Aim of the task:
Restate the records below word for word, and omit the images they hold.

Listing:

--- Start ---

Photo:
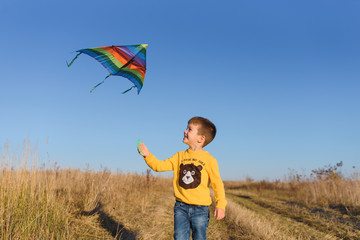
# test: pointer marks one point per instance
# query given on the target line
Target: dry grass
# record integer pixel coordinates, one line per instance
(41, 201)
(45, 202)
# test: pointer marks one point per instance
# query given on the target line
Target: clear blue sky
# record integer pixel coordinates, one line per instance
(280, 79)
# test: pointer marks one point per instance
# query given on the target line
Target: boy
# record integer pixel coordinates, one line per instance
(193, 170)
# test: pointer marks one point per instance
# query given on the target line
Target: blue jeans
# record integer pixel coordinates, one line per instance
(189, 218)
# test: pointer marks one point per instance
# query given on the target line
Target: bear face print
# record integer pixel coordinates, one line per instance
(189, 176)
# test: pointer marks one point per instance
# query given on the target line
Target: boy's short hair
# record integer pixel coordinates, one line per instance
(206, 128)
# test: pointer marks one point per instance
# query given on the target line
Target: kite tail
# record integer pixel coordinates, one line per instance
(129, 89)
(69, 64)
(100, 83)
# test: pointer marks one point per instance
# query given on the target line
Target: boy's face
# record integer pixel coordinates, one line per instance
(191, 135)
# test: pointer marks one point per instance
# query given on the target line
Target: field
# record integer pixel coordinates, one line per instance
(43, 201)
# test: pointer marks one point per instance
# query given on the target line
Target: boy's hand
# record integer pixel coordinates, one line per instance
(219, 214)
(143, 150)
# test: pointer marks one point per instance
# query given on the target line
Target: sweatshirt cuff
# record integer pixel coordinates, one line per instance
(221, 204)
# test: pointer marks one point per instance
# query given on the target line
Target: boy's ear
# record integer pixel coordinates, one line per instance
(201, 139)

--- End ---

Reply to the task:
Photo:
# test: pointer marks one point per instance
# query given on the target line
Target: dry grass
# record integer pixel coordinates, one line per instance
(41, 201)
(45, 202)
# test: pointer marks one point per instance
# query given on the target line
Target: clear blue sky
# record integer pixel coordinates, one line per instance
(280, 79)
# test: pointer marks one point per instance
# query given on the target line
Target: boy
# record integer pixel coordinates, one line per instance
(193, 170)
# test: pointer marks one point per instance
# query given on the target line
Target: blue jeans
# record integer pixel coordinates, one line per instance
(189, 218)
# test: pointer marks one point per instance
# query given on the target line
Target: bear face print
# record integer pixel coordinates, one line per instance
(189, 176)
# test: pointer marks one point per instance
# query given on the target line
Target: boy's short hair
# record integer pixel coordinates, one line per instance
(206, 128)
# test: pointer marks one point per instance
# query given on the target line
Target: kite tail
# record integer pixel coordinates, one line per instance
(129, 89)
(69, 64)
(100, 83)
# test: pointer marks one point per instance
# query given on the target line
Target: boy's face
# record integer pixel coordinates, one line per instance
(191, 135)
# test: pointer marks one point per instance
# query given on the target line
Target: field
# record integer pixel coordinates, one line per instance
(43, 201)
# test: pointer marks one point per instance
# query given on the target line
Target: boy's hand
# record integer pixel coordinates, one line per instance
(219, 214)
(143, 150)
# test: pointer marks one point per instance
# query given on the target line
Target: sweatshirt cuff
# record integer pixel coordinates, one line per instance
(221, 204)
# test: pointer marks one point per instance
# query given on the target line
Target: boy's ear
# record integer pixel coordinates, one line per instance
(201, 139)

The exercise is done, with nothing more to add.